(Stored records)
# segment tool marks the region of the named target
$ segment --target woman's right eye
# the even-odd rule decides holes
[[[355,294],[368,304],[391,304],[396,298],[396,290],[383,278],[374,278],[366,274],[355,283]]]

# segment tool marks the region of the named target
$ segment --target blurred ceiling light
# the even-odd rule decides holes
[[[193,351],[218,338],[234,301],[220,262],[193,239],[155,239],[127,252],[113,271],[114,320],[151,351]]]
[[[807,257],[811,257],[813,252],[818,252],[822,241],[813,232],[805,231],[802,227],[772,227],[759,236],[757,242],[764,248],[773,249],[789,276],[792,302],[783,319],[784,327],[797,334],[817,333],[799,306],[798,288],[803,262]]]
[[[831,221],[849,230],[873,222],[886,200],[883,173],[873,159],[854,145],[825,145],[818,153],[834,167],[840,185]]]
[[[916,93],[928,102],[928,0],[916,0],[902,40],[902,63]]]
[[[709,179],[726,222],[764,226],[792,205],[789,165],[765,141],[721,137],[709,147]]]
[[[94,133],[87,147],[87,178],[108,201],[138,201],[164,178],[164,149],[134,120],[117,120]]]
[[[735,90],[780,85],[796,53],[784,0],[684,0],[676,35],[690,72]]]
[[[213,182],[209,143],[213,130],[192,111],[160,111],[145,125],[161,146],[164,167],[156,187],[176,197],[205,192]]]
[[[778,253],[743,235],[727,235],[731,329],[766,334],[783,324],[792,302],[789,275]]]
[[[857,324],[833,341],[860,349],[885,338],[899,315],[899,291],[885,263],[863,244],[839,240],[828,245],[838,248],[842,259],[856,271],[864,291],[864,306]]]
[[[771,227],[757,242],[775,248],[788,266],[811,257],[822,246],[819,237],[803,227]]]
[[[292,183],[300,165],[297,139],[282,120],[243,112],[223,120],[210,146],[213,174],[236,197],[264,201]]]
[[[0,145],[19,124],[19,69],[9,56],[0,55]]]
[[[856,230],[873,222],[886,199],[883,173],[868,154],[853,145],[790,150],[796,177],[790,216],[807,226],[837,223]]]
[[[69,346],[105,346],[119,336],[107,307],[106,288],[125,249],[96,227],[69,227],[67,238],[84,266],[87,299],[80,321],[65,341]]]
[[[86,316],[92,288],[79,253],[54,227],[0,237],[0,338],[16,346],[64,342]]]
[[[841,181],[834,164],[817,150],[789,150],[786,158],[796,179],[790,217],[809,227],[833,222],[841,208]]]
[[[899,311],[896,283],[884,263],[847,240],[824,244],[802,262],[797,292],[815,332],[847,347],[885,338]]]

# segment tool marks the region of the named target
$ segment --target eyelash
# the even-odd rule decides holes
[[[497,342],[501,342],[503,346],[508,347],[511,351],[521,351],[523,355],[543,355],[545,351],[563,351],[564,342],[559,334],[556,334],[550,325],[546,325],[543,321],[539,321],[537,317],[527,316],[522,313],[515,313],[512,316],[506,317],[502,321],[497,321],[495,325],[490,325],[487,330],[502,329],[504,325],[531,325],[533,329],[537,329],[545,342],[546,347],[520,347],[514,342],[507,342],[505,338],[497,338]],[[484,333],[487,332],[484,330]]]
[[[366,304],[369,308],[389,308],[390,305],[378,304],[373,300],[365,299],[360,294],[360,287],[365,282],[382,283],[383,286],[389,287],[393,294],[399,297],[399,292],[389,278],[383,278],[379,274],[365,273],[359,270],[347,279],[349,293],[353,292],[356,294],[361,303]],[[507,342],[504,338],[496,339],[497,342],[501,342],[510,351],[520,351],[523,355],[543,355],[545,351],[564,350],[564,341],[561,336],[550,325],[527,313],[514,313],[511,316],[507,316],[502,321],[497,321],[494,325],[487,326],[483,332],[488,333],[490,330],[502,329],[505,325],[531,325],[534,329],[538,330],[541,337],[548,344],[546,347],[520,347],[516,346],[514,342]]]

TASK GOAL:
Write the records out once more. Change nothing.

RESPONSE:
# segment tool marks the region of the named target
$ segment --target woman's right eye
# the even-odd rule decides holes
[[[355,294],[368,304],[391,304],[396,298],[396,290],[383,278],[374,278],[366,274],[355,283]]]

# segment tool marks the region of the named target
$ segment --target blurred ceiling light
# the even-odd rule decides holes
[[[193,351],[218,338],[234,301],[220,262],[193,239],[155,239],[127,252],[113,271],[114,320],[151,351]]]
[[[807,257],[811,257],[813,252],[818,252],[822,241],[813,232],[805,231],[802,227],[772,227],[759,236],[757,242],[764,248],[773,249],[789,276],[792,302],[783,319],[784,327],[797,334],[817,333],[799,306],[798,288],[803,262]]]
[[[831,221],[849,230],[873,222],[886,200],[883,173],[873,159],[854,145],[825,145],[818,153],[834,167],[840,185]]]
[[[916,93],[928,102],[928,0],[916,0],[902,40],[902,63]]]
[[[709,179],[726,222],[764,226],[792,205],[789,165],[765,141],[721,137],[709,147]]]
[[[94,133],[87,147],[87,178],[108,201],[138,201],[164,178],[164,149],[134,120],[117,120]]]
[[[735,90],[780,85],[796,53],[784,0],[684,0],[676,35],[690,72]]]
[[[213,182],[209,143],[213,130],[192,111],[160,111],[145,125],[161,146],[164,167],[156,187],[176,197],[205,192]]]
[[[778,253],[743,235],[727,235],[731,329],[766,334],[783,324],[792,302],[789,275]]]
[[[857,324],[833,341],[860,349],[885,338],[899,315],[899,291],[885,263],[863,244],[839,240],[828,245],[838,248],[842,259],[856,271],[864,291],[864,306]]]
[[[771,227],[757,242],[775,248],[788,266],[811,257],[822,246],[819,237],[803,227]]]
[[[292,183],[300,165],[297,139],[282,120],[243,112],[223,120],[210,146],[213,174],[236,197],[264,201]]]
[[[0,145],[19,124],[19,69],[9,56],[0,55]]]
[[[856,230],[873,222],[886,199],[883,173],[868,154],[853,145],[790,150],[796,177],[790,216],[807,226],[837,223]]]
[[[69,346],[105,346],[119,336],[107,307],[106,288],[125,249],[96,227],[69,227],[67,238],[84,266],[87,299],[80,321],[65,341]]]
[[[86,316],[92,288],[79,253],[54,227],[0,237],[0,338],[16,346],[64,342]]]
[[[841,181],[834,164],[817,150],[789,150],[786,158],[796,179],[790,217],[809,227],[833,222],[841,208]]]
[[[899,311],[896,283],[884,263],[847,240],[824,244],[802,262],[797,292],[815,332],[847,347],[885,338]]]

# segment tool marks the region of the named target
$ segment --target eyelash
# the even-odd rule decides holes
[[[497,342],[501,342],[503,346],[508,347],[511,351],[521,351],[523,355],[543,355],[545,351],[563,351],[564,342],[559,334],[556,334],[550,325],[546,325],[543,321],[539,321],[537,317],[527,316],[522,313],[515,313],[512,316],[506,317],[502,321],[497,321],[495,325],[490,325],[487,330],[502,329],[504,325],[531,325],[533,329],[537,329],[545,342],[546,347],[520,347],[514,342],[507,342],[505,338],[497,338]],[[484,333],[487,332],[484,330]]]
[[[366,304],[369,308],[389,308],[390,305],[378,304],[373,300],[365,299],[360,294],[360,287],[365,282],[382,283],[383,286],[389,287],[393,294],[399,297],[399,292],[389,278],[383,278],[379,274],[365,273],[359,270],[347,279],[349,293],[353,292],[356,294],[361,303]],[[507,342],[504,338],[496,339],[497,342],[501,342],[510,351],[520,351],[523,355],[543,355],[545,351],[564,350],[564,341],[561,336],[550,325],[527,313],[514,313],[511,316],[507,316],[502,321],[497,321],[494,325],[487,326],[483,332],[488,333],[490,330],[502,329],[505,325],[531,325],[534,329],[538,330],[541,337],[548,344],[546,347],[520,347],[516,346],[514,342]]]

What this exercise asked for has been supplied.